* RECORD SET
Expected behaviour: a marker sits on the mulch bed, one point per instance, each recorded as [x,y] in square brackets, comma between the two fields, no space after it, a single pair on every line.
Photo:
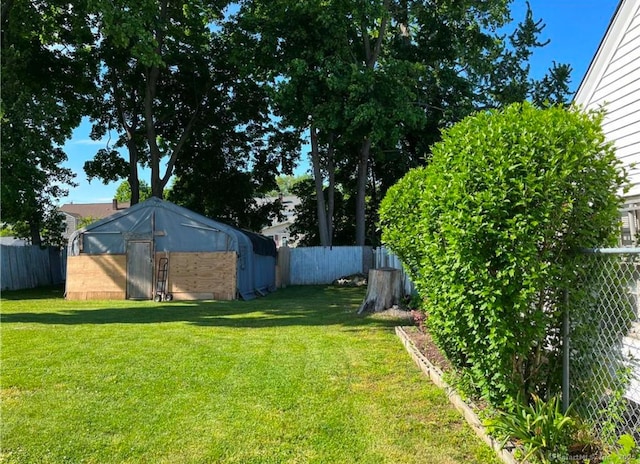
[423,341]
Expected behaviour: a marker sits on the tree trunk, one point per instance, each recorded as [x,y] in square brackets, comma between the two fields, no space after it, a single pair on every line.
[34,231]
[384,289]
[361,204]
[317,176]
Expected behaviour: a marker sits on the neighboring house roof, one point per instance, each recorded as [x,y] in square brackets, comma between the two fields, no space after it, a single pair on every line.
[613,82]
[93,210]
[12,241]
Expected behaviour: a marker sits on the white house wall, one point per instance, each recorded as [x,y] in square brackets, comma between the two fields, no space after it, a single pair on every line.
[613,82]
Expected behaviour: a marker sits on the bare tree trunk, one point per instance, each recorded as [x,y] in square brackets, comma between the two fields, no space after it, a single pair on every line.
[317,175]
[361,204]
[34,230]
[384,289]
[331,173]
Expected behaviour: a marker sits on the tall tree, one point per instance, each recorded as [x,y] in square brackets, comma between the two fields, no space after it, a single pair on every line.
[155,82]
[47,74]
[374,82]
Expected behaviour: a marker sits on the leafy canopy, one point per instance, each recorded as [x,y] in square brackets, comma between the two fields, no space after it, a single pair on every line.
[490,232]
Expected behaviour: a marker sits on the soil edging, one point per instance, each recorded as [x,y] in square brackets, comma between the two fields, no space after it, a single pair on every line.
[435,374]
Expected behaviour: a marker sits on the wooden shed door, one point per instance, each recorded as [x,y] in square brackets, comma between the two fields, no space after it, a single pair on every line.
[139,270]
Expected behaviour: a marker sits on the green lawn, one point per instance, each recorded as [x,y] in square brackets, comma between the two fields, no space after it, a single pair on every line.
[295,377]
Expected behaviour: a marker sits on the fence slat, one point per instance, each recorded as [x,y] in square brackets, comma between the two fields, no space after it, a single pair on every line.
[29,267]
[323,265]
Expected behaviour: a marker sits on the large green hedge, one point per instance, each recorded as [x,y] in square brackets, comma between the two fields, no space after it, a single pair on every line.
[490,232]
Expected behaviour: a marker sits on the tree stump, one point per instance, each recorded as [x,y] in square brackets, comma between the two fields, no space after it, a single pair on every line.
[384,289]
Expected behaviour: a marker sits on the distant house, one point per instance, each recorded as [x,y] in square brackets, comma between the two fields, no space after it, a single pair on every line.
[74,213]
[613,82]
[159,245]
[279,231]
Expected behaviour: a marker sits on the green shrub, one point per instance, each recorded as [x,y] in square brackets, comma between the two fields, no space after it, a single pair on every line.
[540,428]
[490,231]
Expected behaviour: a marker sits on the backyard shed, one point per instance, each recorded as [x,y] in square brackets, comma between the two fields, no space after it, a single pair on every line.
[157,245]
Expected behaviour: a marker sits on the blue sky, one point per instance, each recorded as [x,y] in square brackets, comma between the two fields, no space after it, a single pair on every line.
[574,28]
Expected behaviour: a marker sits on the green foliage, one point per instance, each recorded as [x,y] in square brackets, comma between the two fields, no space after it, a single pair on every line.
[123,192]
[627,453]
[490,232]
[541,428]
[185,382]
[46,80]
[377,81]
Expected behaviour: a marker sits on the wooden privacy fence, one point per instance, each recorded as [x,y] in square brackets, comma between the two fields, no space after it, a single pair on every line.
[321,265]
[30,267]
[384,258]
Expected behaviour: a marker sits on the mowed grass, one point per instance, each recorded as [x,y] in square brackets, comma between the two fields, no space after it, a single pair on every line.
[294,377]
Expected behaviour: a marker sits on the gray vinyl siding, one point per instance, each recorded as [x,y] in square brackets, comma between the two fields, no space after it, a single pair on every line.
[615,84]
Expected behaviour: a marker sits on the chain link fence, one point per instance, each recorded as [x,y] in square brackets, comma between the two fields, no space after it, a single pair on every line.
[604,342]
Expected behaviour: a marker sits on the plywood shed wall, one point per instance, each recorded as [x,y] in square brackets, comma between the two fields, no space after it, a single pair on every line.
[207,259]
[96,277]
[202,276]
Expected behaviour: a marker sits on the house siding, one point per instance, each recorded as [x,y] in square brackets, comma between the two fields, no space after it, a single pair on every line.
[613,82]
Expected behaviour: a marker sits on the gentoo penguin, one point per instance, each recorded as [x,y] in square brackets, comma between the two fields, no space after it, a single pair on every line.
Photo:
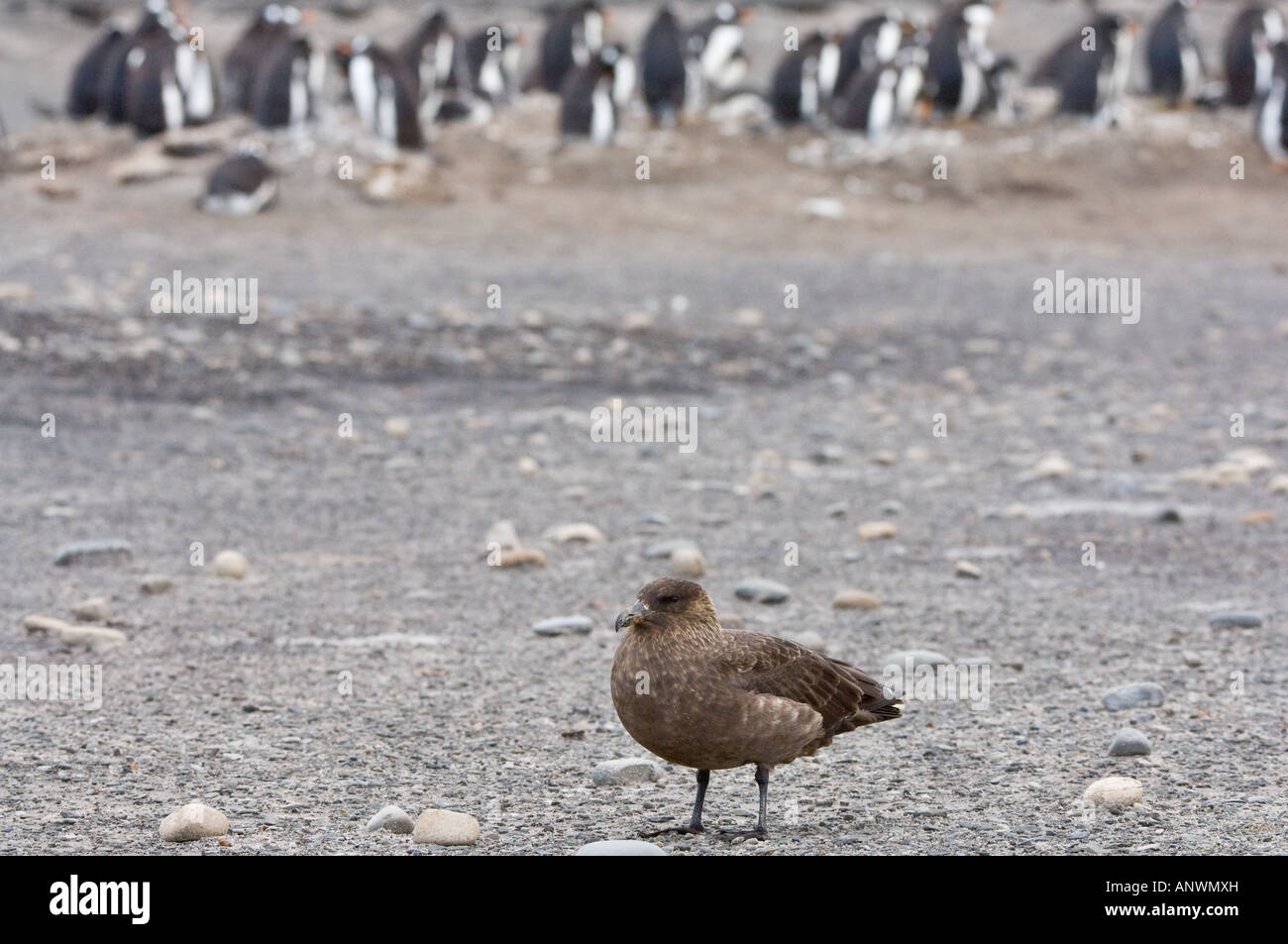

* WHAT THE TASK REQUIRES
Pull out every line of the listing above that contains the string "siding", matching case exactly.

* ANSWER IN FULL
Expected behaviour: a marker sits on the gray vinyl siding, one point per instance, each recorded as [x,y] in square brackets, comma between the two fields, no space after it, a single pair on every line.
Expected behaviour: a marker sits on the house siding, one point per instance, each recorded as [x,y] in square brackets, comma between the two fields, no space after it, a single pair on every line.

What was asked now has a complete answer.